SUPPLIED RECORDS >>
..........
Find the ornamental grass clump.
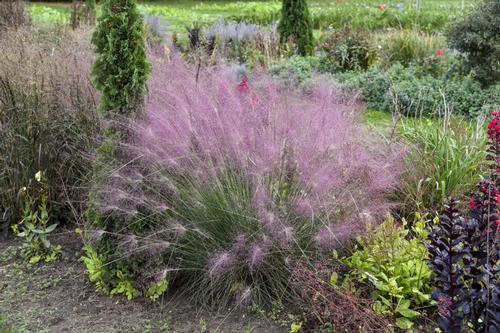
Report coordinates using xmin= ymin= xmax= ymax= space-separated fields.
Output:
xmin=0 ymin=28 xmax=99 ymax=228
xmin=87 ymin=57 xmax=399 ymax=305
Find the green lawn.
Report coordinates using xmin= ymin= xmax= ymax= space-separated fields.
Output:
xmin=32 ymin=0 xmax=474 ymax=32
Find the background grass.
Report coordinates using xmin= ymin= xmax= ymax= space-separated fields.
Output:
xmin=32 ymin=0 xmax=475 ymax=32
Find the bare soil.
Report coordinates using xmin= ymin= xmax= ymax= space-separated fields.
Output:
xmin=0 ymin=231 xmax=288 ymax=333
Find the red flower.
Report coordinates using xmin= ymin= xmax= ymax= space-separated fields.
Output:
xmin=469 ymin=199 xmax=479 ymax=209
xmin=238 ymin=76 xmax=251 ymax=95
xmin=488 ymin=112 xmax=500 ymax=142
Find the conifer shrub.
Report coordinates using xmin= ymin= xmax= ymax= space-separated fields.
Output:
xmin=278 ymin=0 xmax=314 ymax=56
xmin=87 ymin=58 xmax=400 ymax=305
xmin=92 ymin=0 xmax=151 ymax=115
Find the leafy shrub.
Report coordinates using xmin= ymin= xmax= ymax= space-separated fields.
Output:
xmin=346 ymin=216 xmax=431 ymax=329
xmin=0 ymin=29 xmax=99 ymax=230
xmin=320 ymin=28 xmax=375 ymax=70
xmin=429 ymin=201 xmax=470 ymax=332
xmin=378 ymin=30 xmax=446 ymax=68
xmin=396 ymin=119 xmax=487 ymax=216
xmin=335 ymin=64 xmax=500 ymax=117
xmin=0 ymin=0 xmax=29 ymax=29
xmin=278 ymin=0 xmax=314 ymax=56
xmin=270 ymin=56 xmax=320 ymax=89
xmin=84 ymin=55 xmax=399 ymax=305
xmin=429 ymin=112 xmax=500 ymax=332
xmin=447 ymin=0 xmax=500 ymax=85
xmin=13 ymin=171 xmax=60 ymax=264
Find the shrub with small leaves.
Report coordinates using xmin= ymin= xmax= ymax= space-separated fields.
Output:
xmin=319 ymin=28 xmax=375 ymax=71
xmin=447 ymin=0 xmax=500 ymax=86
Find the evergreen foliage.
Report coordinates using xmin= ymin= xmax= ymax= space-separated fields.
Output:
xmin=447 ymin=0 xmax=500 ymax=86
xmin=278 ymin=0 xmax=314 ymax=55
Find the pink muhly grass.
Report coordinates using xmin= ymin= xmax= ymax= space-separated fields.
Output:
xmin=103 ymin=56 xmax=406 ymax=300
xmin=247 ymin=242 xmax=269 ymax=272
xmin=135 ymin=58 xmax=399 ymax=226
xmin=208 ymin=251 xmax=236 ymax=277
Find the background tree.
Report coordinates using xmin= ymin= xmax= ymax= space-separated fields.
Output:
xmin=447 ymin=0 xmax=500 ymax=86
xmin=278 ymin=0 xmax=314 ymax=55
xmin=92 ymin=0 xmax=151 ymax=114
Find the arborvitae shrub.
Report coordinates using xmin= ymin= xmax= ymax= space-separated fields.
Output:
xmin=278 ymin=0 xmax=314 ymax=55
xmin=84 ymin=58 xmax=400 ymax=305
xmin=92 ymin=0 xmax=151 ymax=115
xmin=447 ymin=0 xmax=500 ymax=85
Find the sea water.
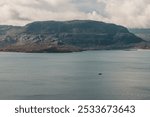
..........
TASK OBJECTIVE >>
Reproduce all of the rows above, word for word, and leave out the pictures.

RESPONSE >>
Find the ornamental grass clump.
Report coordinates using xmin= ymin= xmax= ymax= space-separated fields.
Output:
xmin=0 ymin=28 xmax=99 ymax=228
xmin=87 ymin=57 xmax=399 ymax=305
Find the green lawn.
Report coordinates using xmin= ymin= xmax= ymax= space-separated fields.
Output:
xmin=32 ymin=0 xmax=474 ymax=32
Find the background grass.
Report coordinates using xmin= ymin= xmax= ymax= space-separated fields.
Output:
xmin=32 ymin=0 xmax=475 ymax=32
Find the bare soil.
Report coordinates using xmin= ymin= xmax= ymax= space-separated fields.
Output:
xmin=0 ymin=231 xmax=288 ymax=333
Find the red flower.
Report coordinates using xmin= ymin= xmax= ymax= space-separated fields.
Output:
xmin=469 ymin=199 xmax=479 ymax=209
xmin=238 ymin=76 xmax=251 ymax=95
xmin=488 ymin=112 xmax=500 ymax=142
Find the conifer shrub.
Report coordinates using xmin= ymin= xmax= ymax= space-separated fields.
Output:
xmin=278 ymin=0 xmax=314 ymax=56
xmin=87 ymin=58 xmax=400 ymax=305
xmin=92 ymin=0 xmax=151 ymax=115
Find the leafy shrub.
Report coordinates using xmin= ymin= xmax= ymax= space-separated fields.
Output:
xmin=346 ymin=216 xmax=431 ymax=329
xmin=0 ymin=29 xmax=99 ymax=230
xmin=320 ymin=28 xmax=375 ymax=70
xmin=429 ymin=201 xmax=470 ymax=332
xmin=378 ymin=30 xmax=446 ymax=68
xmin=396 ymin=119 xmax=487 ymax=216
xmin=335 ymin=64 xmax=500 ymax=117
xmin=0 ymin=0 xmax=29 ymax=29
xmin=278 ymin=0 xmax=314 ymax=56
xmin=270 ymin=56 xmax=320 ymax=89
xmin=84 ymin=55 xmax=399 ymax=305
xmin=429 ymin=112 xmax=500 ymax=332
xmin=447 ymin=0 xmax=500 ymax=85
xmin=13 ymin=171 xmax=60 ymax=264
Find the shrub with small leaves.
Report coordinates using xmin= ymin= xmax= ymax= space-separated fields.
Output:
xmin=319 ymin=28 xmax=375 ymax=71
xmin=447 ymin=0 xmax=500 ymax=86
Find the evergreen foliage.
Report coordinates using xmin= ymin= xmax= ymax= space-separated fields.
Output:
xmin=447 ymin=0 xmax=500 ymax=86
xmin=278 ymin=0 xmax=314 ymax=55
Find the pink muhly grass.
Report coordinates using xmin= ymin= xmax= ymax= space-separated fields.
Output:
xmin=103 ymin=56 xmax=406 ymax=300
xmin=247 ymin=242 xmax=269 ymax=272
xmin=135 ymin=58 xmax=399 ymax=226
xmin=208 ymin=251 xmax=236 ymax=277
Find the background tree.
Report coordinates using xmin= ymin= xmax= ymax= space-separated fields.
Output:
xmin=447 ymin=0 xmax=500 ymax=86
xmin=278 ymin=0 xmax=314 ymax=55
xmin=92 ymin=0 xmax=151 ymax=114
Find the arborvitae shrub.
Report coordinates using xmin= ymin= xmax= ymax= space-separated fields.
Output:
xmin=278 ymin=0 xmax=314 ymax=55
xmin=84 ymin=58 xmax=400 ymax=305
xmin=92 ymin=0 xmax=151 ymax=115
xmin=447 ymin=0 xmax=500 ymax=85
Find the sea water.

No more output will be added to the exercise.